Stored data:

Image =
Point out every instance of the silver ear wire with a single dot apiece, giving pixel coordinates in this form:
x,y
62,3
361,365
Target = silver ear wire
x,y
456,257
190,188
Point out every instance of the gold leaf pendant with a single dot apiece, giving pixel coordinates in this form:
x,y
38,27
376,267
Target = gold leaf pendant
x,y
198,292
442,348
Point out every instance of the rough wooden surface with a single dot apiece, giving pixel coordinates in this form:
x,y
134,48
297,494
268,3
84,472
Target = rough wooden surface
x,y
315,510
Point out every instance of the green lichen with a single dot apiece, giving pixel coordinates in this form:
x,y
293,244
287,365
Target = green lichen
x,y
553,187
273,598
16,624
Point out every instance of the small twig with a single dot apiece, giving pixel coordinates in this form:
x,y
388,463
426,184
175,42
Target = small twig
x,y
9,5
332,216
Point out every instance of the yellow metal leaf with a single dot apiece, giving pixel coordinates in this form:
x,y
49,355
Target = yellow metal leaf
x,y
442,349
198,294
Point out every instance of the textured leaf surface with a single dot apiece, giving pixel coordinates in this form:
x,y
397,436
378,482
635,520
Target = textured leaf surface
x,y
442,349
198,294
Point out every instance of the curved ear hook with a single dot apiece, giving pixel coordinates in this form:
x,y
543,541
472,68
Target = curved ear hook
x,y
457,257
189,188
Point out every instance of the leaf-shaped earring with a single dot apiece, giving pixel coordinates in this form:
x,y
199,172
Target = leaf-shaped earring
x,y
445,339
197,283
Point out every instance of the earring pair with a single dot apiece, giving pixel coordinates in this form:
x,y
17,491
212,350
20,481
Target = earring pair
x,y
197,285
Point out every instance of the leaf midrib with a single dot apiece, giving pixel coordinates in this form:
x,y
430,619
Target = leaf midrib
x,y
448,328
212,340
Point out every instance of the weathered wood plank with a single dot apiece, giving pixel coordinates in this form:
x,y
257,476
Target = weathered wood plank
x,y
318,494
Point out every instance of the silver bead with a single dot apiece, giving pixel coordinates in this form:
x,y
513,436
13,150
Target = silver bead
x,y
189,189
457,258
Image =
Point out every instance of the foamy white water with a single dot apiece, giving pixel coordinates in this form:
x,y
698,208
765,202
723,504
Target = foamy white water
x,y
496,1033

HOW TO COMPLETE THIS TASK: Make a verbatim copy of every entry shown above.

EXERCISE RESPONSE:
Image =
Point out every instance of the silver ear wire with a single dot apiece, giving pixel coordinates in this form:
x,y
62,3
361,365
Target = silver ear wire
x,y
456,257
190,188
Point out every instance of the gold leaf pendant with a single dot apiece, giving pixel coordinates in this form:
x,y
38,27
376,267
Target = gold leaf pendant
x,y
198,292
442,348
Point out every instance of the rough wooden surface with a single dot apiece, giving pixel coordinates in this form:
x,y
134,48
297,494
268,3
84,472
Target = rough wooden surface
x,y
315,510
Point out every instance of the green lichen with a single dot apiece, giving pixel coordinates in this form:
x,y
293,244
287,365
Target = green lichen
x,y
553,187
273,598
16,624
Point out every instance of the small twig with a single dot apiece, giving pixel coordinates in this form:
x,y
388,463
426,184
175,42
Target = small twig
x,y
9,5
332,216
Point out every instance of the yellow metal leaf with a single dot apiece, giving pixel coordinates in this form:
x,y
49,355
Target = yellow metal leaf
x,y
442,349
198,294
Point out every instance of the textured leaf surface with a single dot apiece, giving pixel coordinates in this form:
x,y
397,436
378,482
635,520
Target = textured leaf surface
x,y
442,349
198,294
Point out every instance of the curved ear hook with a single dot apiece, giving pixel coordinates in this form:
x,y
543,541
472,68
Target = curved ear hook
x,y
457,257
189,188
Point out every instance of the leaf-shaped earring with a single dot apiece, giving pixel coordinates in this form:
x,y
199,172
Target = leaf-shaped earring
x,y
445,339
197,283
Point out every instance of the earring pair with a single dot apiece, giving pixel coordinates in this form:
x,y
17,491
212,350
20,481
Target = earring pair
x,y
197,285
Point out every instance of the leaf midrib with a single dot apiece, giving pixel coordinates in this form:
x,y
430,619
Target = leaf midrib
x,y
448,328
212,340
Point out every instance of the weathered wood plank with a single dot apiece, giving pixel coordinates in this form:
x,y
257,476
Target = weathered wood plank
x,y
318,494
Point out every instance of the silver bead with a single dot apiece, giving pixel coordinates in this form:
x,y
513,436
13,150
Target = silver bead
x,y
189,189
457,258
Image =
Point out every instance of the foamy white water with a single dot apiece, giving pixel coordinates in this form:
x,y
698,208
765,202
723,504
Target = foamy white water
x,y
496,1033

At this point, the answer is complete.